**Problem requirements**
Here the job is to print all of the entries below verbatim and leave out any picture.

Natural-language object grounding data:
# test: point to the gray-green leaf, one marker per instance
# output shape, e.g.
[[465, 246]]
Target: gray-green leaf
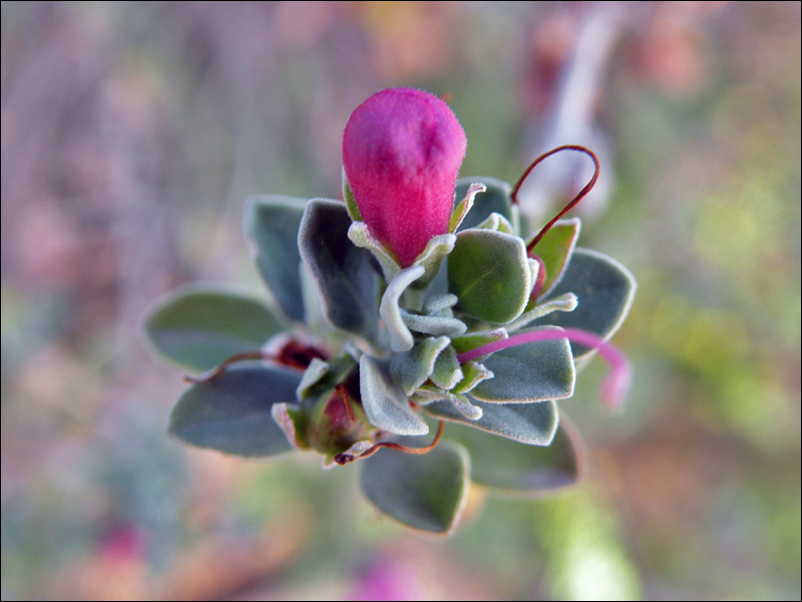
[[271, 228], [604, 289], [530, 423], [232, 412], [200, 326], [348, 286], [424, 492], [529, 372], [506, 465]]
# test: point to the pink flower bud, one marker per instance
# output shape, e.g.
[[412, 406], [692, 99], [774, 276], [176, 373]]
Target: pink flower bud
[[402, 149]]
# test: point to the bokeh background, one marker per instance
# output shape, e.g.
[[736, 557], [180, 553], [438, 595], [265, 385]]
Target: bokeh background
[[132, 134]]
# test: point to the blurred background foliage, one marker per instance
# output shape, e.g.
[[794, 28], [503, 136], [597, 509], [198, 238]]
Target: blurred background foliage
[[132, 134]]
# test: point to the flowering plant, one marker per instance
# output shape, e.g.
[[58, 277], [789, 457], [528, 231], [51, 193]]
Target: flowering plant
[[402, 307]]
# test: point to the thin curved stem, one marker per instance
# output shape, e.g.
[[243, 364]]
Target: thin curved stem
[[346, 458], [239, 357], [572, 203], [616, 384]]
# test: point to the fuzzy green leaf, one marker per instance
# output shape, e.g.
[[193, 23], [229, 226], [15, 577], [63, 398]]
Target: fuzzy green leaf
[[604, 289], [555, 249], [384, 402], [232, 412], [200, 327], [506, 465], [529, 372], [271, 228], [348, 286], [489, 272], [410, 369], [425, 492]]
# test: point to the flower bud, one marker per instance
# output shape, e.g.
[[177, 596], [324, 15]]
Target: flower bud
[[402, 149]]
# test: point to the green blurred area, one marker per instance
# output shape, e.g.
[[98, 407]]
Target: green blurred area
[[132, 134]]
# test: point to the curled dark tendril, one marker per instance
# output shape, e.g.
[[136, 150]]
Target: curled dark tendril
[[580, 195]]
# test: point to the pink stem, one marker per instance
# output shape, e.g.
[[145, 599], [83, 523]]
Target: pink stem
[[616, 384]]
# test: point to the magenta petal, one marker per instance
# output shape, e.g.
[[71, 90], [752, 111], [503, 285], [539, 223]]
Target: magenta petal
[[402, 149]]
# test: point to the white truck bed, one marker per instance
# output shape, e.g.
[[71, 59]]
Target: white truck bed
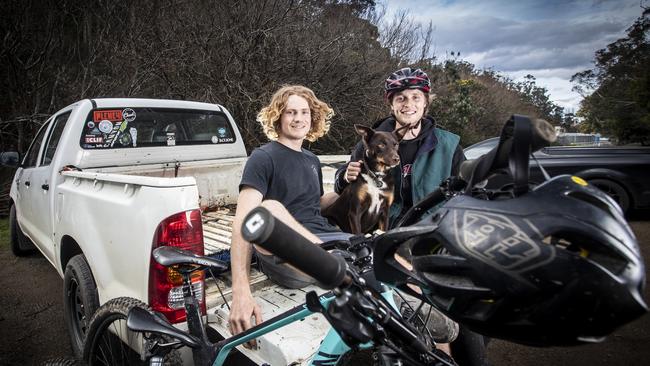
[[294, 344]]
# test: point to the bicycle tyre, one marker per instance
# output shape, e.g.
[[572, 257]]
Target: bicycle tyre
[[103, 346]]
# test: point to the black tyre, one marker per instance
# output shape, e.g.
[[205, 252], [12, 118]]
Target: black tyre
[[614, 190], [80, 300], [20, 244], [110, 342]]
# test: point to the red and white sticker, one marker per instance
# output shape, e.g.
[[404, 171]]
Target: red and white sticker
[[113, 115], [105, 126], [94, 139]]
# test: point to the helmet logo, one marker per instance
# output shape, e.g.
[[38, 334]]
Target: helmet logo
[[498, 241]]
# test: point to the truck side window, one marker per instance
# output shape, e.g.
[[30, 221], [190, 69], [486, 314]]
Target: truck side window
[[55, 136], [32, 153]]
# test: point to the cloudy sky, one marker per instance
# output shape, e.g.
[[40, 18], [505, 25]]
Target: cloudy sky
[[550, 39]]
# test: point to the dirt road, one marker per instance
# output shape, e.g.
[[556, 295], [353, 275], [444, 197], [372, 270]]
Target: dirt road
[[32, 329]]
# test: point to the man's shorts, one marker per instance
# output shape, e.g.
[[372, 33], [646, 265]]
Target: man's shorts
[[278, 271]]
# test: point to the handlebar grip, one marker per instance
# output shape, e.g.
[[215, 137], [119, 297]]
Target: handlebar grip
[[262, 228]]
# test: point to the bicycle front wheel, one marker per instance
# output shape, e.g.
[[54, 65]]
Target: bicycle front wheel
[[109, 341]]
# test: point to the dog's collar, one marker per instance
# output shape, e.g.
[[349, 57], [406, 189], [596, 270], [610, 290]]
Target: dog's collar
[[376, 176]]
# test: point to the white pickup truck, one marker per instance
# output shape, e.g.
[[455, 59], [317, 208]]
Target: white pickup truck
[[106, 181]]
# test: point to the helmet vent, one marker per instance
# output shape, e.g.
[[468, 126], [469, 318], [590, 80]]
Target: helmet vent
[[579, 246], [592, 200]]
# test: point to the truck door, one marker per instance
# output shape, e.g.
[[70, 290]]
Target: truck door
[[41, 186], [24, 187]]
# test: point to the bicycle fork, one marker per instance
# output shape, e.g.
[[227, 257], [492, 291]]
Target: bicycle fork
[[201, 355]]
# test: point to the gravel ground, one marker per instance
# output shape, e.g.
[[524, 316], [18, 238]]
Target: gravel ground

**Worked solution**
# test: point to the gray-green leaf, one marker per instance
# output shape, e.g.
[[465, 246]]
Target: gray-green leaf
[[271, 228], [604, 289], [530, 423], [232, 412], [200, 326], [348, 286], [424, 492], [529, 372], [506, 465]]
# test: point to the pink flower bud, one marker per instance
# output shape, e.g.
[[412, 406], [692, 99], [774, 276], [176, 373]]
Target: pink flower bud
[[402, 149]]
# test: point to the bokeh background, one marker per instance
# output shape, e.g.
[[736, 557], [180, 553], [438, 595], [265, 385]]
Target: bokeh background
[[132, 134]]
# test: point to the blurred background foliage, one marker per instance
# output shape, e.g.
[[794, 28], [503, 136], [597, 509], [198, 238]]
Target: blurred background foliage
[[132, 134]]
# test: point to the flowering plant, one marker per instance
# output shape, e.g.
[[58, 277], [789, 457], [528, 231], [51, 193]]
Target: flowering plant
[[402, 307]]
# test: point to the thin curved stem, one marker per instance
# output shape, e.g.
[[243, 364]]
Target: thin curved stem
[[346, 458], [239, 357], [572, 203], [616, 384]]
# test: point to the fuzzy green leaf, one marker per instance
# output shape, e.g.
[[193, 23], [229, 226], [15, 577], [63, 398]]
Target: fuzzy green leaf
[[604, 289], [555, 249], [384, 402], [232, 412], [200, 327], [506, 465], [529, 372], [271, 228], [348, 286], [489, 272], [410, 369], [425, 492]]
# test: point to the flower bud, one marker per instance
# output shape, e.g.
[[177, 596], [324, 15]]
Target: flower bud
[[402, 149]]
# test: point to the green blurred area, one marker per instance
# output shape, e.g.
[[98, 407]]
Target: green blurred area
[[132, 134]]
# test: point to the curled dark tendril, one marker per instance
# output shape, e.g.
[[136, 150]]
Target: curled dark tendril
[[580, 195]]
# test: point to the pink stem, one marker per instance
# output shape, e.g.
[[145, 599], [83, 523]]
Target: pink stem
[[616, 384]]
# test: point to the magenta petal, one marker per instance
# output shape, e.g.
[[71, 90], [752, 111], [503, 285], [539, 223]]
Target: magenta petal
[[402, 149]]
# test: point to the white truck bed, one marker per instance
# output shape, e.g.
[[71, 59]]
Target: white truck bed
[[294, 344]]
# test: point to the bicycle tyre, one marker per instance
# output shape, e.g.
[[572, 257]]
Target: bicycle tyre
[[103, 346]]
# test: point to the black tyre, one marker per instance
# output shape, e.g.
[[205, 252], [12, 118]]
Target: black tyre
[[614, 190], [80, 300], [20, 244], [110, 342]]
# test: point to the red and white sticker, one marker per instance
# output shape, e.g.
[[404, 171]]
Target: red and white sticker
[[113, 115], [105, 126], [94, 139]]
# test: point to the helmet logo, one marker per instance
# output shape, e.g.
[[38, 334]]
Target: helmet logo
[[498, 241]]
# test: point to the truck side window, one marker per instance
# output shape, e.g.
[[30, 221], [190, 69], [486, 314]]
Target: truck side window
[[55, 136], [32, 153]]
# test: point to the cloudy sky, one marker per instance
# output shape, e.g.
[[40, 18], [505, 25]]
Target: cloudy sky
[[550, 39]]
# test: point to the dirt road, one marker per instance
# output shape, e.g.
[[556, 295], [353, 275], [444, 197], [372, 270]]
Target: dirt road
[[32, 329]]
# test: point to the man's shorts, one marker per instance
# output shape, e.g.
[[372, 33], [646, 265]]
Target: man's shorts
[[278, 271]]
# test: point to the handlebar grip, one marker per instance
# output shape, e.g.
[[215, 137], [119, 297]]
Target: handlebar grip
[[262, 228]]
# test: point to the bicycle front wheel, one marker per instance
# output shape, e.g.
[[54, 65]]
Target: bicycle front wheel
[[109, 341]]
# test: point to the dog's collar, one marker per instance
# output shape, e.g.
[[349, 57], [406, 189], [596, 270], [610, 290]]
Target: dog's collar
[[376, 176]]
# test: point to the white pickup truck, one marker per instance
# output shape, e.g.
[[455, 59], [317, 208]]
Target: white pickup truck
[[106, 181]]
# test: point to the helmet vent, one marker per instance
# output shape, e.g.
[[468, 126], [469, 318], [590, 80]]
Target: helmet vent
[[579, 246], [592, 200]]
# test: point to the truck door, one marker per instance
# output shape, e.g.
[[70, 290]]
Target: truck door
[[41, 186], [24, 187]]
# test: point to the bicycle fork, one marker per instance
# output shape, e.g.
[[227, 257], [492, 291]]
Target: bicycle fork
[[201, 355]]
# test: point to the gravel ground, one marker per instance
# output shape, e.g.
[[524, 316], [18, 238]]
Target: gravel ground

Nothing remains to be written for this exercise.